**INSTRUCTIONS TO FOLLOW:** Transcribe every record below word for word.

**RECORD EXTRACTS:**

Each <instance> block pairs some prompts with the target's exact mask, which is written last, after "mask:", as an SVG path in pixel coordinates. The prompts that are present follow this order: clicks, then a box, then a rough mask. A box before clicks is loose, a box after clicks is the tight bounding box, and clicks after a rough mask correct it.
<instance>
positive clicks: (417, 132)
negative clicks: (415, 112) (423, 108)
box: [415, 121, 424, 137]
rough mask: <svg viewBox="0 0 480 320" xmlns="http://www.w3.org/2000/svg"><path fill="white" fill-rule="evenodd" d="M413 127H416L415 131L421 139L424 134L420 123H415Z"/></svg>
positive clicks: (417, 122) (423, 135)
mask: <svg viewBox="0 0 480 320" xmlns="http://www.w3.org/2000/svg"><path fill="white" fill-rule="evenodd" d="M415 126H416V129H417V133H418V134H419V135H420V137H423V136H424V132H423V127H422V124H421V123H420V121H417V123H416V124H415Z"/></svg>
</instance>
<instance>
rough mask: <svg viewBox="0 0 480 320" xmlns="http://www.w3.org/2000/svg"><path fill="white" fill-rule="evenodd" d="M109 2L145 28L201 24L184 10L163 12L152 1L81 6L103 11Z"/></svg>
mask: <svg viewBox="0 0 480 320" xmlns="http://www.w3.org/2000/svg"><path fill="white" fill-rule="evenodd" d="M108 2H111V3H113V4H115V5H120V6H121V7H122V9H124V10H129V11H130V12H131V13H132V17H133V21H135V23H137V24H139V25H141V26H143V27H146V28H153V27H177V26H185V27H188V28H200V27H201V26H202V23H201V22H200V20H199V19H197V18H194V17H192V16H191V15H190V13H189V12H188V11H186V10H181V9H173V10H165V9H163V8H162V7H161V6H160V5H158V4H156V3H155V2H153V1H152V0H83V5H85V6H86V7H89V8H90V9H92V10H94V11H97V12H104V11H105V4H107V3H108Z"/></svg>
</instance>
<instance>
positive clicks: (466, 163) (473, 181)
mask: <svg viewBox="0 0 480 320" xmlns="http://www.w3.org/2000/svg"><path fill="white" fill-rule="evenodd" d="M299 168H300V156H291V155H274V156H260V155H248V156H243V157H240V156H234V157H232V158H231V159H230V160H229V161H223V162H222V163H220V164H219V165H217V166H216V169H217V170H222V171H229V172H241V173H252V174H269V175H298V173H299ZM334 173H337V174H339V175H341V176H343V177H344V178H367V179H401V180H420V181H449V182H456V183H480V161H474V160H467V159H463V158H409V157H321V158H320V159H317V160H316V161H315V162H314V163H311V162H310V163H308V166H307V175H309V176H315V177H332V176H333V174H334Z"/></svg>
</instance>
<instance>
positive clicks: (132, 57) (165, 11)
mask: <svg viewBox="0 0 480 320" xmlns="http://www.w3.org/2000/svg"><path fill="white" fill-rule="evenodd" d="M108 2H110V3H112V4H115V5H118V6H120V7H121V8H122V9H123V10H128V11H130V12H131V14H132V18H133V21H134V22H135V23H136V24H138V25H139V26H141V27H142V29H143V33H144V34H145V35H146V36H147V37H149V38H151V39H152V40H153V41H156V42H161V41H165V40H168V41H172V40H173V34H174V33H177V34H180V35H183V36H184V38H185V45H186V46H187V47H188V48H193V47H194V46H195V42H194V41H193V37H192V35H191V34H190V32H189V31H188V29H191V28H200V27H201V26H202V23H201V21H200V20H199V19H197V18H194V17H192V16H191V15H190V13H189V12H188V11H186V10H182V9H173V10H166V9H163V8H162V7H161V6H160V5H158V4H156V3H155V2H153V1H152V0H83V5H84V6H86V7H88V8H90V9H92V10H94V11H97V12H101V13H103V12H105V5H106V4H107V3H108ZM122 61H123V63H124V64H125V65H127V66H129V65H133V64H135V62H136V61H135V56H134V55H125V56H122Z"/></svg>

**ANSWER SPACE:**
Each <instance> block pairs some prompts with the target's exact mask, which is written last, after "mask:", as an SVG path in pixel coordinates. The prompts that are present follow this order: clicks, then a box, then a rough mask. A box before clicks is loose, a box after clicks is the tight bounding box, and clicks after a rough mask correct it.
<instance>
positive clicks: (417, 132)
negative clicks: (415, 112) (423, 108)
box: [415, 121, 424, 137]
rough mask: <svg viewBox="0 0 480 320" xmlns="http://www.w3.org/2000/svg"><path fill="white" fill-rule="evenodd" d="M413 127H416L415 131L421 139L424 134L420 123H415Z"/></svg>
positive clicks: (417, 122) (423, 135)
mask: <svg viewBox="0 0 480 320" xmlns="http://www.w3.org/2000/svg"><path fill="white" fill-rule="evenodd" d="M415 126H416V129H417V133H418V134H419V135H420V137H423V136H424V132H423V127H422V124H421V123H420V121H417V123H416V124H415Z"/></svg>
</instance>
<instance>
rough mask: <svg viewBox="0 0 480 320" xmlns="http://www.w3.org/2000/svg"><path fill="white" fill-rule="evenodd" d="M109 2L145 28L201 24L184 10L163 12L152 1L81 6L103 11Z"/></svg>
mask: <svg viewBox="0 0 480 320" xmlns="http://www.w3.org/2000/svg"><path fill="white" fill-rule="evenodd" d="M108 2H111V3H113V4H115V5H120V6H121V7H122V9H124V10H129V11H130V12H131V13H132V17H133V21H135V23H137V24H139V25H141V26H143V27H146V28H153V27H177V26H185V27H188V28H200V27H201V26H202V23H201V22H200V20H199V19H197V18H194V17H192V16H191V15H190V13H189V12H188V11H186V10H181V9H173V10H165V9H163V8H162V7H161V6H160V5H158V4H156V3H155V2H153V1H152V0H83V5H85V6H86V7H89V8H90V9H92V10H94V11H97V12H104V11H105V4H107V3H108Z"/></svg>
</instance>
<instance>
positive clicks: (466, 163) (473, 181)
mask: <svg viewBox="0 0 480 320" xmlns="http://www.w3.org/2000/svg"><path fill="white" fill-rule="evenodd" d="M299 168H300V156H291V155H274V156H260V155H248V156H243V157H240V156H234V157H232V158H231V159H230V160H229V161H223V162H222V163H220V164H219V165H217V166H216V169H217V170H222V171H229V172H241V173H252V174H269V175H298V173H299ZM334 173H337V174H339V175H341V176H343V177H344V178H367V179H401V180H420V181H449V182H456V183H480V161H474V160H467V159H463V158H409V157H321V158H320V159H317V160H316V161H315V162H314V163H311V162H310V163H308V166H307V175H309V176H315V177H332V176H333V174H334Z"/></svg>
</instance>
<instance>
positive clicks: (132, 57) (165, 11)
mask: <svg viewBox="0 0 480 320" xmlns="http://www.w3.org/2000/svg"><path fill="white" fill-rule="evenodd" d="M108 2H110V3H112V4H115V5H118V6H120V7H121V8H122V9H123V10H128V11H130V12H131V14H132V18H133V21H134V22H135V23H136V24H138V25H139V26H141V27H142V29H143V33H144V34H145V35H146V36H147V37H149V38H151V39H152V40H153V41H156V42H161V41H165V40H168V41H172V40H173V34H174V33H177V34H180V35H183V36H184V38H185V45H186V46H187V47H188V48H193V47H194V46H195V42H194V41H193V37H192V35H191V34H190V32H189V31H188V29H191V28H200V27H201V26H202V23H201V21H200V20H199V19H197V18H194V17H192V16H191V15H190V13H189V12H188V11H186V10H182V9H173V10H166V9H163V8H162V7H161V6H160V5H158V4H156V3H155V2H153V1H152V0H83V5H84V6H86V7H88V8H90V9H92V10H94V11H97V12H101V13H103V12H105V5H106V4H107V3H108ZM122 61H123V63H124V64H125V65H127V66H129V65H133V64H135V62H136V61H135V56H134V55H125V56H122Z"/></svg>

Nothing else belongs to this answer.